Problem description ▸ Return the lines beginning at the one that contains "Practice. Put a dot on the zipper" and continuing to the end of the entries, including both ends, exactly as written and nothing else.

Dataset rows ▸
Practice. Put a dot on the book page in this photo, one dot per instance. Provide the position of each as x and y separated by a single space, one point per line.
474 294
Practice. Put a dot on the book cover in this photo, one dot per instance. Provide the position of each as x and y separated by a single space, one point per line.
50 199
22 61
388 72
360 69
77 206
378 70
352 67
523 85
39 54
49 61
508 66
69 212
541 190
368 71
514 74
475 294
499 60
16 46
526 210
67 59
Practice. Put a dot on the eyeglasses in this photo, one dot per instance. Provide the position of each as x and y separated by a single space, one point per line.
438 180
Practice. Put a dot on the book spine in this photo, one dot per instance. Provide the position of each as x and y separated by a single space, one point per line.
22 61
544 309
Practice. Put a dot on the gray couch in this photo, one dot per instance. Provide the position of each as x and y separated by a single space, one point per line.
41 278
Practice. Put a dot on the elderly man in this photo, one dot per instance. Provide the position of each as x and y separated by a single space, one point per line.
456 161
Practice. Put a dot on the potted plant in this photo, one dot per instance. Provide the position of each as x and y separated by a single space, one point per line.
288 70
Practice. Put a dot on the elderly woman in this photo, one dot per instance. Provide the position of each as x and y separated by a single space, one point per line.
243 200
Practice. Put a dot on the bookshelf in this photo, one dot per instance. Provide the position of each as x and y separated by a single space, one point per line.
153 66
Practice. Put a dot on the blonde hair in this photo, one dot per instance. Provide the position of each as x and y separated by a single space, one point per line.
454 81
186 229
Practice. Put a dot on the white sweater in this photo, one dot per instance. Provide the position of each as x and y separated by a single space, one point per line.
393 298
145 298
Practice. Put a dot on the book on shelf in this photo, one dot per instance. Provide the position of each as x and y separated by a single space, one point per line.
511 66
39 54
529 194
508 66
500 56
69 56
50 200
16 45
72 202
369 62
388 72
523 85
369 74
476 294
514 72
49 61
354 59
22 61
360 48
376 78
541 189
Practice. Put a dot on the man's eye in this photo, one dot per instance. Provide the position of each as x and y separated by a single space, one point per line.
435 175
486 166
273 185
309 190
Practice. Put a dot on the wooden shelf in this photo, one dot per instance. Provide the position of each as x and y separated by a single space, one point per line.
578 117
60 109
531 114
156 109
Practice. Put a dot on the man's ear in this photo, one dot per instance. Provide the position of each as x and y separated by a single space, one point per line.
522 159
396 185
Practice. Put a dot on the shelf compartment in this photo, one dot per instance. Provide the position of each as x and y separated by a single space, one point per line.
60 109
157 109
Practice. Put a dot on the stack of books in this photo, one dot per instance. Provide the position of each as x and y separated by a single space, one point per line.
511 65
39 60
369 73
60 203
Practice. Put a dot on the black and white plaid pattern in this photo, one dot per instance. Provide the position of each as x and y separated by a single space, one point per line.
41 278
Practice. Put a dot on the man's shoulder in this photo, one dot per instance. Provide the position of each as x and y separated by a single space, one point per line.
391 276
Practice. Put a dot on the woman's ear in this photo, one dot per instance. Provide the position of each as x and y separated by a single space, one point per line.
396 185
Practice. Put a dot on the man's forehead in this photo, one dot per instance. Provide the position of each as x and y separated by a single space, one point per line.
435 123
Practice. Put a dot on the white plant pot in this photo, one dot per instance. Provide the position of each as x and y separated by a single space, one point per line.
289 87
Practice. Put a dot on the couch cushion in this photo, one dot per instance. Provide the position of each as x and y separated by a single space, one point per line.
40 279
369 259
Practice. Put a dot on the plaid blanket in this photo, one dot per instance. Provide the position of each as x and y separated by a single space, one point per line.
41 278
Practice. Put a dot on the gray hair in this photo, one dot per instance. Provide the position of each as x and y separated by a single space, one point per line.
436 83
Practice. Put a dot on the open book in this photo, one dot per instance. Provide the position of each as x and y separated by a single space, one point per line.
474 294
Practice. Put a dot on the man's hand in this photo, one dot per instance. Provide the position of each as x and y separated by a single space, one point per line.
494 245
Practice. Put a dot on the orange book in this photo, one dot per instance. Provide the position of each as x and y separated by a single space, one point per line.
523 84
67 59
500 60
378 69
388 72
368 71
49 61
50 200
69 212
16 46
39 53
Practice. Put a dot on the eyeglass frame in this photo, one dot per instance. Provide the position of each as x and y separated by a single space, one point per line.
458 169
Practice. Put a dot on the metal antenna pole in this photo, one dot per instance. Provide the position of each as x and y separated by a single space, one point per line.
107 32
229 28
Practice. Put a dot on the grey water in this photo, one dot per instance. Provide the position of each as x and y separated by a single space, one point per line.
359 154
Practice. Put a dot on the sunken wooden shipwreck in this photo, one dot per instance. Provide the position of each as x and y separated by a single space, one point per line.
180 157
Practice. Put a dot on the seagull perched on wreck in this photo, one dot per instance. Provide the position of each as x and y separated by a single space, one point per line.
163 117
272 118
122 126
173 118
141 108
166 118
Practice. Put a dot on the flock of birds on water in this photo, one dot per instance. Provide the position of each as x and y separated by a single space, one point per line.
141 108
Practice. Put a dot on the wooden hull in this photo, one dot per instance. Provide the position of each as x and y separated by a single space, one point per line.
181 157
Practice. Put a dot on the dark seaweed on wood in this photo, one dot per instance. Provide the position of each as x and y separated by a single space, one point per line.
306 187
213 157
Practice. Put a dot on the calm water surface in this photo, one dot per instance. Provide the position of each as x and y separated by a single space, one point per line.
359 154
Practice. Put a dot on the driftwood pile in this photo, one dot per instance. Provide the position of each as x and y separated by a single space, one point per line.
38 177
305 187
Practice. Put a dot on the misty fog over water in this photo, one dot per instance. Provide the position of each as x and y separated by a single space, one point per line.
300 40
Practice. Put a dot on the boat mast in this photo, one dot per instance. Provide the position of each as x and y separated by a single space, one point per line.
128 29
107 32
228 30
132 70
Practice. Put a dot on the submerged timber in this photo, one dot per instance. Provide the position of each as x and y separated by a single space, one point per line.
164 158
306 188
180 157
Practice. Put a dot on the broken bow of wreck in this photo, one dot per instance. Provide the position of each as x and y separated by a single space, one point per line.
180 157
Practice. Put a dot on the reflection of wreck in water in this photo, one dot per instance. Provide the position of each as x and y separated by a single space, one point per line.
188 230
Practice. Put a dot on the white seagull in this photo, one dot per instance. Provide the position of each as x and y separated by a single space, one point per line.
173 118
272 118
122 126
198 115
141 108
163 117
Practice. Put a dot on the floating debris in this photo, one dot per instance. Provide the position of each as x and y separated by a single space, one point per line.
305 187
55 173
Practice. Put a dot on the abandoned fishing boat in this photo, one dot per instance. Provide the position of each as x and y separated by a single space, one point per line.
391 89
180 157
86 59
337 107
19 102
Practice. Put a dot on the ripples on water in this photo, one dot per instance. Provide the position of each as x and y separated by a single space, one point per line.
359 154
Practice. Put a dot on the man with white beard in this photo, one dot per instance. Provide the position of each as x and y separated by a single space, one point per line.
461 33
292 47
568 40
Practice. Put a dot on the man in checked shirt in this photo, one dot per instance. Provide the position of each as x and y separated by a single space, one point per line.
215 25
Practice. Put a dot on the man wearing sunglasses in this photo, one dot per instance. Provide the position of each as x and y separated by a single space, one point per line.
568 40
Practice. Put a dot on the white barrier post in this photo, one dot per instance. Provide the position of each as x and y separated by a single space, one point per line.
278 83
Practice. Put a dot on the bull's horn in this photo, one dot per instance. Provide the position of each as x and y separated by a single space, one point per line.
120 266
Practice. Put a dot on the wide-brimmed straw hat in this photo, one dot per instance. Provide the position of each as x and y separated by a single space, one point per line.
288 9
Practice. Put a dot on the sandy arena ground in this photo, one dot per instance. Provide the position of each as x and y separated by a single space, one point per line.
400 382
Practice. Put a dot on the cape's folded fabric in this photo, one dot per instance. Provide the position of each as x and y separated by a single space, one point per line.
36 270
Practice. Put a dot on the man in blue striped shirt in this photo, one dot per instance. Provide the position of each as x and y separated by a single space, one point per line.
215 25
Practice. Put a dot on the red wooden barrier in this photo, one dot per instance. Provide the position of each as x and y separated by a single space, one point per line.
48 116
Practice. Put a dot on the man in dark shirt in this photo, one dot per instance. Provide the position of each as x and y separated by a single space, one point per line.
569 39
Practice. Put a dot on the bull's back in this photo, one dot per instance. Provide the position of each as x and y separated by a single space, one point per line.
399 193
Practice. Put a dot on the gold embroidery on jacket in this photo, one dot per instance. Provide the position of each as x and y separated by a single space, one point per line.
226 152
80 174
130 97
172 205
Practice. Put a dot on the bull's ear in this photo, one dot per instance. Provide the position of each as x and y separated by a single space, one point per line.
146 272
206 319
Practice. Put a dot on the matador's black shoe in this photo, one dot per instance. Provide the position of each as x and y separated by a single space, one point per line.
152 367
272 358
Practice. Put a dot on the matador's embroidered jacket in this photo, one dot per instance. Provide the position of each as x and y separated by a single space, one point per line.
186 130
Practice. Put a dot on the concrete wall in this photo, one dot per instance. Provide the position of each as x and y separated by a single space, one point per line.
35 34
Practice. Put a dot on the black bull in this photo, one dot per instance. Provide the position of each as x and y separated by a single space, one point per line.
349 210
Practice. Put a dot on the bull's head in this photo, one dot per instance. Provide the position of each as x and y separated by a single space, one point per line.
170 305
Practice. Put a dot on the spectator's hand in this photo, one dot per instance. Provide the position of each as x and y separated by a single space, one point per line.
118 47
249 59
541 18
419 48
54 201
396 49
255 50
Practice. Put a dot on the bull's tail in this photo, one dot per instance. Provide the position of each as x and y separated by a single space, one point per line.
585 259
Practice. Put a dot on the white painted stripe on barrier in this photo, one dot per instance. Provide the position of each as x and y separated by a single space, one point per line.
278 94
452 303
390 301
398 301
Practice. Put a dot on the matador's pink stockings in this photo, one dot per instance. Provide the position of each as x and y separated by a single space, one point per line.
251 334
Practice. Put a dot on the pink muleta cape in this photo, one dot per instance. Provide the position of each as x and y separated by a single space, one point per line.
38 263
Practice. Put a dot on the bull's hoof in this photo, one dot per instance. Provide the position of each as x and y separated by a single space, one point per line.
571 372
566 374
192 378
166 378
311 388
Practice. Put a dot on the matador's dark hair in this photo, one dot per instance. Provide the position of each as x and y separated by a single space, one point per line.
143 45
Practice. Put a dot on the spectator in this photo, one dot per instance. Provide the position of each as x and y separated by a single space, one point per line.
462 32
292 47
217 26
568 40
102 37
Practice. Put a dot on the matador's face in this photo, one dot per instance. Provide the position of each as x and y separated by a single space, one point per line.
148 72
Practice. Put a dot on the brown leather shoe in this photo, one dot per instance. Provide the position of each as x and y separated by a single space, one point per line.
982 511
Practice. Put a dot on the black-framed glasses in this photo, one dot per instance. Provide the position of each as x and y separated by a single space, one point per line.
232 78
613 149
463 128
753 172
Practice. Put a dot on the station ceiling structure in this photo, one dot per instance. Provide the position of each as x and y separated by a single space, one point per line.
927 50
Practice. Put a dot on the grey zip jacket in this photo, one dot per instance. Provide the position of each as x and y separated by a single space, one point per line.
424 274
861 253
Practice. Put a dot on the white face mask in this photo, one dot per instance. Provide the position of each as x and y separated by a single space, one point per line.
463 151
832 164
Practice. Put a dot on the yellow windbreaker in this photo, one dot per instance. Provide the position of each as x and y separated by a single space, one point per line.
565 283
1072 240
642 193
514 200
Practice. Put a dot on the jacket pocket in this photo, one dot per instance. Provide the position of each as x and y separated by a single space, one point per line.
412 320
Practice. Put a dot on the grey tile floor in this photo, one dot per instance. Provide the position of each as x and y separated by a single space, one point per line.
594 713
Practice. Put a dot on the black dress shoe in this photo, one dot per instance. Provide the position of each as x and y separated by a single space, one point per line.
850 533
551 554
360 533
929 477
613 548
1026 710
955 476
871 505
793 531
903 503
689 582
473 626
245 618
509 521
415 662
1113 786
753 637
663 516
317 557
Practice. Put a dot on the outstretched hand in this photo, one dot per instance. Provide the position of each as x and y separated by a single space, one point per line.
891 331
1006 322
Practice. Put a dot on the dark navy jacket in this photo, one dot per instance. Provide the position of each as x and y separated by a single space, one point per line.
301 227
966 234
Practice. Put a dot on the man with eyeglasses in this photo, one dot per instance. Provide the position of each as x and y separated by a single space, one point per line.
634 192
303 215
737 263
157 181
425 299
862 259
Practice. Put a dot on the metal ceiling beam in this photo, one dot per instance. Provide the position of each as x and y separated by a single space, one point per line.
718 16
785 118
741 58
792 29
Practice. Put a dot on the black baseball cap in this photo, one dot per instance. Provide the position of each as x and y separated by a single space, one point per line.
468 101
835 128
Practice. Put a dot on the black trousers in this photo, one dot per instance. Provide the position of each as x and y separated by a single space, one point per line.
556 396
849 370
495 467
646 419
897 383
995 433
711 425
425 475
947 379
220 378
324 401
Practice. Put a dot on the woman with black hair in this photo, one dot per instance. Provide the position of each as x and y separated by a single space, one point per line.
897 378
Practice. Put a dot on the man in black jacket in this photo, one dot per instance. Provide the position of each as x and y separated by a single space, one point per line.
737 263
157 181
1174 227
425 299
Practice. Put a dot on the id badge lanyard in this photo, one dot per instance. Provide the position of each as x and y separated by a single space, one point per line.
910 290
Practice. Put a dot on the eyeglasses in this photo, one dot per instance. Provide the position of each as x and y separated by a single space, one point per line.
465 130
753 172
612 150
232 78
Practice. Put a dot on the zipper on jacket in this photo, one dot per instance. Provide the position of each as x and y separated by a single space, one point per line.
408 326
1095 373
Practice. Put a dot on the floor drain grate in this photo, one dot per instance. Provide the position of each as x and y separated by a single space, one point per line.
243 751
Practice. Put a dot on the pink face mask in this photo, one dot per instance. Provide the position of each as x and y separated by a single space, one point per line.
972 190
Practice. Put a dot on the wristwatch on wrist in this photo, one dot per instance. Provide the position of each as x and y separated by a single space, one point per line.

Reply to the task ▸
Practice. Put a dot on the zipper on jacket in this photo, one dot per instance. Provide the position of each as x and y separated by a single space, one point per line.
408 326
1095 373
Practice. Put a dot on the floor drain grate in this photo, one dot per instance. Provide the position of each as x and y separated by a single space, one point per line.
243 751
Practice. Put a dot on the pink face mask in this photo, one dot per instance. Provide the position of each as x and y separated by a single space, one point per line.
972 190
Practice. Put a dot on the wristwatch on wrist in this photo, one dot per instance. Provide the position of each as x and y separated by a single space, one point per line.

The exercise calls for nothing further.